§ **AIM OF THE EXERCISE**:
Transcribe the material exactly. Images do not belong in the copy.

§ **RECORDED DATA**:

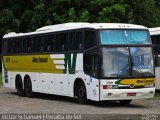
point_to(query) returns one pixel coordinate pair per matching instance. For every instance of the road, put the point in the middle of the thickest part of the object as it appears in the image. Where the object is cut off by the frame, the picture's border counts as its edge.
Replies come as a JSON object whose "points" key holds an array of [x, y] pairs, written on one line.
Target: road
{"points": [[11, 103]]}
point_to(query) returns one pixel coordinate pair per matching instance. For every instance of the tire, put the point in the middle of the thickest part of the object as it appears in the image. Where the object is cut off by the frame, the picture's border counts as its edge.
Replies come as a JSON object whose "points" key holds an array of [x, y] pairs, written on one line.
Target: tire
{"points": [[81, 93], [28, 88], [125, 102], [19, 87]]}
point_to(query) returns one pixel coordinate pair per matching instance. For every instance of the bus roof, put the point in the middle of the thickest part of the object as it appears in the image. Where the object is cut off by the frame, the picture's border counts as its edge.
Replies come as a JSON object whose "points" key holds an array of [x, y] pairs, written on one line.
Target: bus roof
{"points": [[154, 31], [72, 26]]}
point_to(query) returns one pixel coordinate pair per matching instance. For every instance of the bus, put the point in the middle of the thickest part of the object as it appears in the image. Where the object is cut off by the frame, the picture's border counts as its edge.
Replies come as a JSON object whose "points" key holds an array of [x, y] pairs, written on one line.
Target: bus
{"points": [[87, 61], [155, 36]]}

§ **WRITTEN RESPONSE**:
point_to(query) returns one pixel coordinate pair per matching instance. For every instance of the road, put the point in the middle of the thickest part of the object as it appears in the image. Where the object is cut off by the frame, the picture's border counts as its edge.
Replies come as a JSON object whose "points" key holds an array of [x, y] pairs, written on one line.
Target: road
{"points": [[11, 103]]}
point_to(query) returns one pixel coordinate pair per matching instance. For every instance of the tire, put the point in the middle of the thickest part of the object as it appears in the image. Where the object is cut off by the frame, the picture's border counts as its edge.
Replies come as a JSON object whose "points" key holds an array of [x, y] pairs, written on one line.
Target: tire
{"points": [[81, 93], [28, 88], [125, 102], [19, 87]]}
point_to(query) returns one pixel coordinate pair per matching instance. For every instance of the bus roof, put the point in the middle of the thickest part of the object as it appears in the image. Where the object is cut off by the frame, the picture's border counts as its edge.
Replies come as a JSON object whose "points" key holds an array of [x, y] pairs, written on one line.
Target: bus roof
{"points": [[154, 31], [72, 26]]}
point_to(query) returns one pixel coordinate pair per matching instance. For every instance of the bus, put the point in the middle of the thickest part of the object as it appears in the image. Where the object is cut off by the frame, the picture's border counts as its edge.
Replies come as a JSON object whose "points" key holds an array of [x, y] pairs, written on one line.
Target: bus
{"points": [[87, 61], [155, 36]]}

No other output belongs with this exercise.